The request: List each distinct processor model number that the forum thread about choosing a CPU mentions, counting each model only once.

Page extract:
First off, the new FX series came out and it looks good but not great as far as reviews go.
If I were to get an 8 core it would be the 8150. It would be nice having 8 cores but it's hard for me to tell if it would even make a difference... 

Now in all these reviews I am reading, these sources are explaining how even the FX-8150 can't even compete with the i7 2600k which to me sounds a bit disappointing. 

If I were to go with Intel's i7, I would most likely wait until the 2700k is released.

Personally though I really don't know what to go with. I want a CPU that that is very powerful with current gen, high end gaming and strenuous video editing & production. 

I run a video game channel on Youtube with a few buddies and when it comes to recording with Fraps at 60FPS with an intense game engine, you NEED a powerful processor. 

So if you guys wouldn't mind and just explain to me my options and what differences I would see with each CPU, it would be appreciated. 

And again, I am either going with the FX-8150 or i7 2700k (when released)

Thank you for your time,
Bond


----------



## _JP_ (Oct 13, 2011)

I vote for a 2600k + Z68 board.
To start with, the 2600k can OC to 2700k levels. The Z68 assures compatibility with Ivy Bridge. And bulldozer needs a few tweaks to be competitive, so for now, you best bet is SB.


----------



## BrooksyX (Oct 13, 2011)

_JP_ said:


> I vote for a 2600k + Z68 board.



2700k if you need the you need the hyper threading if not get a 2500k.


----------



## Black Haru (Oct 13, 2011)

Dataset entries:

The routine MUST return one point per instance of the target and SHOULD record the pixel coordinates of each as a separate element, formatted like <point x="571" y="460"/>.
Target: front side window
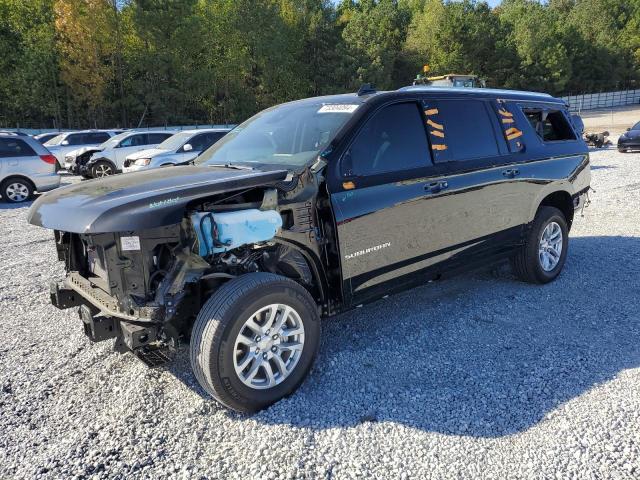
<point x="550" y="125"/>
<point x="286" y="136"/>
<point x="394" y="139"/>
<point x="460" y="130"/>
<point x="76" y="139"/>
<point x="134" y="141"/>
<point x="154" y="138"/>
<point x="97" y="137"/>
<point x="10" y="147"/>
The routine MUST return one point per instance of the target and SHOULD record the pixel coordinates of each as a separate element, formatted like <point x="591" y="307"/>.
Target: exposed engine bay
<point x="146" y="287"/>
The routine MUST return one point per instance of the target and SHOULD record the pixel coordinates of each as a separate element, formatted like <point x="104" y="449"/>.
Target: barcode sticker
<point x="338" y="108"/>
<point x="129" y="243"/>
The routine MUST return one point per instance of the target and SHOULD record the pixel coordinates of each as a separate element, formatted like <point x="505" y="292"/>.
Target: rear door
<point x="423" y="190"/>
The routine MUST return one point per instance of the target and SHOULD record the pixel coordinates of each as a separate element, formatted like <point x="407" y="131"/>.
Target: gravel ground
<point x="474" y="377"/>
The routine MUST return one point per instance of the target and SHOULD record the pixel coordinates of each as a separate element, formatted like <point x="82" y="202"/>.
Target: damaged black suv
<point x="306" y="210"/>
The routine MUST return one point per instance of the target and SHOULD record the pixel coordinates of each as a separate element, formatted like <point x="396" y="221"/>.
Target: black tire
<point x="102" y="169"/>
<point x="526" y="263"/>
<point x="219" y="323"/>
<point x="16" y="190"/>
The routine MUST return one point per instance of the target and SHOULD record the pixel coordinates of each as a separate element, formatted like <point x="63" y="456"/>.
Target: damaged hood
<point x="139" y="200"/>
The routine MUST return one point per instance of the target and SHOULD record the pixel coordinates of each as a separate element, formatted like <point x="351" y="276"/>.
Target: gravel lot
<point x="474" y="377"/>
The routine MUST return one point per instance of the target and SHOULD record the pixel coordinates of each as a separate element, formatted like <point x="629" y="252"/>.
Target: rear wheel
<point x="102" y="169"/>
<point x="16" y="190"/>
<point x="544" y="254"/>
<point x="255" y="340"/>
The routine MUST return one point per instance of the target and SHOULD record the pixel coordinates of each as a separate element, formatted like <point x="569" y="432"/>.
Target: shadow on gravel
<point x="479" y="355"/>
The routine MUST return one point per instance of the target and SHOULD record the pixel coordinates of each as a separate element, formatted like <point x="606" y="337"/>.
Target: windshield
<point x="55" y="140"/>
<point x="174" y="142"/>
<point x="289" y="135"/>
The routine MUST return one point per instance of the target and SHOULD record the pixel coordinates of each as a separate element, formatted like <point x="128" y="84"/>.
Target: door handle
<point x="435" y="187"/>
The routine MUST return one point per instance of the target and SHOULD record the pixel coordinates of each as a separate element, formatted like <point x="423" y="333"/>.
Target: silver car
<point x="25" y="167"/>
<point x="181" y="148"/>
<point x="65" y="142"/>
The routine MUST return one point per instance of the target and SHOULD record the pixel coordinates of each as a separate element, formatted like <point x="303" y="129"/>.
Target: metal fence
<point x="592" y="101"/>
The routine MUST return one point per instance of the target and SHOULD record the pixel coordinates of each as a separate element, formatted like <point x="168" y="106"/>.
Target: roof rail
<point x="366" y="89"/>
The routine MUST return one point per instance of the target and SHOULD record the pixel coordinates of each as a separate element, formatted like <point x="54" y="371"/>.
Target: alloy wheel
<point x="269" y="346"/>
<point x="550" y="247"/>
<point x="17" y="192"/>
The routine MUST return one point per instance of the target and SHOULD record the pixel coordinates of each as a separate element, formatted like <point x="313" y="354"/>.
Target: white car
<point x="65" y="142"/>
<point x="112" y="154"/>
<point x="181" y="148"/>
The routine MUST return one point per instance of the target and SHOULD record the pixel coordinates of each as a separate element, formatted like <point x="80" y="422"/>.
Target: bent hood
<point x="148" y="153"/>
<point x="139" y="200"/>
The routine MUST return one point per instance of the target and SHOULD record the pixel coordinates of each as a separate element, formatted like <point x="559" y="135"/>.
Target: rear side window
<point x="460" y="130"/>
<point x="394" y="139"/>
<point x="76" y="139"/>
<point x="550" y="125"/>
<point x="134" y="140"/>
<point x="97" y="137"/>
<point x="158" y="137"/>
<point x="10" y="147"/>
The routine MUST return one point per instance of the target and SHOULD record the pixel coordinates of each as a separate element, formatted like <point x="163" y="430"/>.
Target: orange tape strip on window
<point x="513" y="133"/>
<point x="435" y="125"/>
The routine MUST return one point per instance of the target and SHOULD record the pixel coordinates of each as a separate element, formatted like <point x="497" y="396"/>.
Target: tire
<point x="16" y="190"/>
<point x="529" y="263"/>
<point x="216" y="350"/>
<point x="102" y="169"/>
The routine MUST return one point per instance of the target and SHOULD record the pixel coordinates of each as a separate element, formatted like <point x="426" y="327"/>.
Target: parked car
<point x="308" y="209"/>
<point x="65" y="142"/>
<point x="630" y="140"/>
<point x="181" y="148"/>
<point x="14" y="132"/>
<point x="45" y="137"/>
<point x="110" y="159"/>
<point x="25" y="167"/>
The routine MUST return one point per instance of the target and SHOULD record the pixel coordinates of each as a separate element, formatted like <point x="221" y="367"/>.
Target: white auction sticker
<point x="130" y="243"/>
<point x="338" y="108"/>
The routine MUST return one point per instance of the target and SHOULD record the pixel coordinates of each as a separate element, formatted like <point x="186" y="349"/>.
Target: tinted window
<point x="203" y="141"/>
<point x="134" y="140"/>
<point x="550" y="125"/>
<point x="97" y="137"/>
<point x="11" y="147"/>
<point x="393" y="139"/>
<point x="154" y="138"/>
<point x="76" y="139"/>
<point x="460" y="130"/>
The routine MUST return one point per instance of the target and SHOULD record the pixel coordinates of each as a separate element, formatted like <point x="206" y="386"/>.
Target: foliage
<point x="98" y="63"/>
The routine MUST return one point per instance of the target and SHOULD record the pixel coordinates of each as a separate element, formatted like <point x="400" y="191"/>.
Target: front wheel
<point x="542" y="257"/>
<point x="255" y="340"/>
<point x="16" y="190"/>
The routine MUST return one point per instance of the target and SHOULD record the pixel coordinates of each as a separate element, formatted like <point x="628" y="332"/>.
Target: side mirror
<point x="578" y="123"/>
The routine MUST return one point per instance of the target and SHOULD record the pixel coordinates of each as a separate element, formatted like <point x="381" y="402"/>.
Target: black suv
<point x="308" y="209"/>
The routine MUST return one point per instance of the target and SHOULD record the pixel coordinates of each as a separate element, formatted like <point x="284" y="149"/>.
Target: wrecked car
<point x="306" y="210"/>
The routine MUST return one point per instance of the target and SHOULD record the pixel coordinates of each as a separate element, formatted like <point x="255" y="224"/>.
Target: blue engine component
<point x="221" y="232"/>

Task answer: FX-8150, i7 2600k, i7 2700k, 2500k